**Required work:** Reproduce the part of the regression notes below between "Response values \(y_1, \ldots, y_n\), with \(y_i \in \Re\)" and "transformations or interactions!", inclusive, keeping every character unchanged.

**Document text:**
=== Begin Enclosure ===

Response values \(y_1, \ldots, y_n\), with \(y_i \in \Re\)

Covariate vectors \(x_1, \ldots, x_n\), with \(x_i = (x_{i1}, \ldots, x_{ip})^\top \in \Re^p\)


\[ Y_i = \sum_{t = 1}^p \beta_t x_{it} + \epsilon_i \] where \(\mathop{\mathrm{E}}(\epsilon_i) = 0\) and \(\mathop{\mathrm{var}}(\epsilon_i) = \sigma^2 < \infty\)

Set of candidate models

For \(p = 30\), assuming that every model has an intercept parameter (\(x_{i1} = 1\)), the set of candidate models has about 537 million possible models, without even accounting for covariate transformations or interactions!

Logistic regression


Response values \(y_1, \ldots, y_n\), with \(y_i \in \{0, 1\}\)

=== End Enclosure ===

**Records:**
=== Begin Enclosure ===

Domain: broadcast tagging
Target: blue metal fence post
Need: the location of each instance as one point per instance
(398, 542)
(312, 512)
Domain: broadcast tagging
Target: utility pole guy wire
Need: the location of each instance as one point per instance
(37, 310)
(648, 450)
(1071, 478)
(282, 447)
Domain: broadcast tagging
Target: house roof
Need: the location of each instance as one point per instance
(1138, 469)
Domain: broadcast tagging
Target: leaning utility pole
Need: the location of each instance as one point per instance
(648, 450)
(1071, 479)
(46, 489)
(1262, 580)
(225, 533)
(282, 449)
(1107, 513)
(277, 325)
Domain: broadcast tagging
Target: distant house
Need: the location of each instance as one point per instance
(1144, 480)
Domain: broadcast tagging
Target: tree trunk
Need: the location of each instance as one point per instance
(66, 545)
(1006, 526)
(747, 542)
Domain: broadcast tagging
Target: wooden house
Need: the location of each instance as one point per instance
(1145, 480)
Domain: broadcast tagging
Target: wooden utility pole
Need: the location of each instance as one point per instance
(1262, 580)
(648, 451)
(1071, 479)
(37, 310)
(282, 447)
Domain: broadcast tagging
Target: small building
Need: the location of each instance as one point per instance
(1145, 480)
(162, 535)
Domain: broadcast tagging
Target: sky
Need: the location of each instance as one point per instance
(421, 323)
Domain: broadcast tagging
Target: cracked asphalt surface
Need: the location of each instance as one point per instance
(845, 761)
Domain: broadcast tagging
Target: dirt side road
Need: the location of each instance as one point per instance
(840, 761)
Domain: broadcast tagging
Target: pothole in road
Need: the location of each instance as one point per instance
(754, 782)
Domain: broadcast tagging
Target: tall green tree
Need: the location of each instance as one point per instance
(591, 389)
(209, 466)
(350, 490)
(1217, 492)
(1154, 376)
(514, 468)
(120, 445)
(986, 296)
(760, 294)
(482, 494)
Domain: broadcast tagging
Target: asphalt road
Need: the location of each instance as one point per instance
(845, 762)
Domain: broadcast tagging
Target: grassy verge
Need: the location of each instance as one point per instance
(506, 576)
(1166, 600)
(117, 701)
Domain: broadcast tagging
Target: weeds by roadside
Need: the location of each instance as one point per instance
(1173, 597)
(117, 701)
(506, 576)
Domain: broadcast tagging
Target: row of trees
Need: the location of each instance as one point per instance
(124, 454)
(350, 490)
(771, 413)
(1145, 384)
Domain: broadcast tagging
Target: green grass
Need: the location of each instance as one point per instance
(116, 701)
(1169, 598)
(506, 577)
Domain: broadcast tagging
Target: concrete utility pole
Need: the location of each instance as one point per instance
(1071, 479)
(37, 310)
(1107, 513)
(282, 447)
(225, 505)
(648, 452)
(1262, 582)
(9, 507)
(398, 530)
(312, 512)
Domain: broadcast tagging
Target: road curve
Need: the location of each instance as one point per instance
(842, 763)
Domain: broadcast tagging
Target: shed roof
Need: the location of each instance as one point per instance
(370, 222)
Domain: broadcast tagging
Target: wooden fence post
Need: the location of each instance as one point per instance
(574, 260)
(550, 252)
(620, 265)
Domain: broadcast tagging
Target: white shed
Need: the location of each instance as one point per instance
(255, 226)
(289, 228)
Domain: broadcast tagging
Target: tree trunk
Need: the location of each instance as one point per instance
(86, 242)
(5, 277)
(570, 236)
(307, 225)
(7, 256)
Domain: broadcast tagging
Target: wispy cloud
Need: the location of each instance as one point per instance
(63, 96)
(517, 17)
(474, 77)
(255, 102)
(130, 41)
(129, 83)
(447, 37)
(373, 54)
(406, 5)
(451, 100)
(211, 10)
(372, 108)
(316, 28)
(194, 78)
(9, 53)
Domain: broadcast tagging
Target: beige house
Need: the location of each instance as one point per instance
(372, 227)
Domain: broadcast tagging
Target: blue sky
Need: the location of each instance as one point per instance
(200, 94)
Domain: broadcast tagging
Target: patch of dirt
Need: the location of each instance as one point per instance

=== End Enclosure ===

**Output below:**
Response values \(y_1, \ldots, y_n\), with \(y_i \in \Re\)

Covariate vectors \(x_1, \ldots, x_n\), with \(x_i = (x_{i1}, \ldots, x_{ip})^\top \in \Re^p\)


\[ Y_i = \sum_{t = 1}^p \beta_t x_{it} + \epsilon_i \] where \(\mathop{\mathrm{E}}(\epsilon_i) = 0\) and \(\mathop{\mathrm{var}}(\epsilon_i) = \sigma^2 < \infty\)

Set of candidate models

For \(p = 30\), assuming that every model has an intercept parameter (\(x_{i1} = 1\)), the set of candidate models has about 537 million possible models, without even accounting for covariate transformations or interactions!